··· Provided data ···
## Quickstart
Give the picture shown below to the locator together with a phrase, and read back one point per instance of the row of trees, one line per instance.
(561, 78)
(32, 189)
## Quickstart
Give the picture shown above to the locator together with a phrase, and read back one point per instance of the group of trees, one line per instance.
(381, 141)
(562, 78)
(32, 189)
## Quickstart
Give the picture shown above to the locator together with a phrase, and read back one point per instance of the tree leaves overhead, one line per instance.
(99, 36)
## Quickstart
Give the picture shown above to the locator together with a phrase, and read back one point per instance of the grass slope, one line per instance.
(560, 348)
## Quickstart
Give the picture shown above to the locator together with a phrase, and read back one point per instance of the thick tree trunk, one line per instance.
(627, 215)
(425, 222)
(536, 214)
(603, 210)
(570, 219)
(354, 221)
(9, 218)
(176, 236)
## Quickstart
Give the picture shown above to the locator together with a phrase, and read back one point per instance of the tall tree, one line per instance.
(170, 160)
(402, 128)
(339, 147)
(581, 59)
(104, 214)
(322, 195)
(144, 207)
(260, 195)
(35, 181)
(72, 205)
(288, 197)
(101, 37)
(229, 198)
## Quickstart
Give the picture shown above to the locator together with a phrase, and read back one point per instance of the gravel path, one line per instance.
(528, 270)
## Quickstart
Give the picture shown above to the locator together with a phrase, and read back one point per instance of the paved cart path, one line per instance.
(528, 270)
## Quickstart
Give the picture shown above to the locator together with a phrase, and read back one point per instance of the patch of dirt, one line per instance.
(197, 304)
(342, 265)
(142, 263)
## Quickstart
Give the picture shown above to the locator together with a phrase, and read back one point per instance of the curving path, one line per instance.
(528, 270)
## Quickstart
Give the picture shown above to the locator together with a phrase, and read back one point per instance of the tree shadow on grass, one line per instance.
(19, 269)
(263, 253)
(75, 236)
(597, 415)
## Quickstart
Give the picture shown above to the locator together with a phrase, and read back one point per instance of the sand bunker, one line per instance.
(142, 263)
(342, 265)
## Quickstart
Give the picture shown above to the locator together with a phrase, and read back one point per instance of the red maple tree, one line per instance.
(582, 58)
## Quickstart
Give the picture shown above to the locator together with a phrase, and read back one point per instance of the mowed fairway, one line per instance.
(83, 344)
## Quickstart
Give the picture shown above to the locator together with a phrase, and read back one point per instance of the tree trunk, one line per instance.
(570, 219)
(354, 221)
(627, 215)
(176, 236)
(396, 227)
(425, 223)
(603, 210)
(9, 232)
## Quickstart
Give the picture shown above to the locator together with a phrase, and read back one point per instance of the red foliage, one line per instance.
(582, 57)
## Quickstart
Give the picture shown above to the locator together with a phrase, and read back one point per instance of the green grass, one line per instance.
···
## Task directions
Give an exact copy of all the data shown above.

## Result of the task
## Quickstart
Give the picture shown below to the locator together with a phrase, and read back one point per instance of the row of trees, one line per instance.
(561, 78)
(32, 189)
## Quickstart
Give the picture shown above to the locator together with a phrase, and read back one point per instance of the group of trees, one line per instance.
(381, 141)
(562, 78)
(32, 189)
## Quickstart
Give the picture shown above to the locator together with a phrase, and read back one point per instance of the tree leaves overhead, one line per instance.
(99, 36)
## Quickstart
Give the picture shown above to the locator together with a phrase, and read back one point per instance of the grass slope, one line per instance.
(560, 348)
## Quickstart
Give the picture shown above to the locator together with a phrase, and read back one point per instance of the thick tree trunk, one line per instance.
(627, 215)
(425, 222)
(536, 214)
(603, 210)
(570, 219)
(354, 221)
(9, 218)
(176, 236)
## Quickstart
Give the picture shown above to the locator together with a phrase, and read back one point per instance of the tall tree, one line per instance.
(170, 160)
(402, 128)
(339, 147)
(581, 59)
(104, 214)
(322, 195)
(144, 207)
(260, 195)
(35, 181)
(72, 205)
(288, 197)
(101, 37)
(229, 198)
## Quickstart
Give the picture shown above to the locator together with a phrase, and read back one point per instance of the gravel path, one line per instance.
(528, 270)
## Quickstart
Give the picture shown above to the locator together with a phrase, and read back one point per instance of the paved cart path, one line per instance.
(528, 270)
## Quickstart
Give the picture shown above to the locator together with a phrase, and read back one point per instance of the patch of dirt, one line per instance.
(197, 304)
(342, 265)
(142, 263)
## Quickstart
Give the picture shown above to the locator together with a phrase, and read back one point per instance of the curving path, one line per instance.
(528, 270)
## Quickstart
Give the picture shown above to the locator together with a phrase, and read back one point per instance of the tree shadow on grass, one line per instance.
(19, 269)
(263, 253)
(75, 236)
(597, 415)
## Quickstart
Give the picture shown above to the locator together with a phrase, and read back one point per instance of the sand bunker, one line per instance.
(142, 263)
(342, 265)
## Quickstart
Give the picture shown above to the locator together with a phrase, and read back one point per instance of the red maple tree, one line per instance.
(582, 58)
## Quickstart
Give the picture shown above to the locator together with a phrase, and read back one point per instance of the mowed fairway, one line per instance.
(83, 344)
## Quickstart
Give the picture shown above to the locator together with a phrase, and read back one point per instance of the tree trunk, one line per instance.
(570, 219)
(354, 221)
(627, 215)
(176, 236)
(396, 227)
(425, 223)
(603, 210)
(9, 232)
## Quickstart
Give the picture shown above to the locator together with a phrase, and read back one point per instance of the red foliage, one line per instance.
(582, 57)
## Quickstart
Give the picture shown above to the locator together with a phrase, and read back one point per instance of the green grass, one line per instance.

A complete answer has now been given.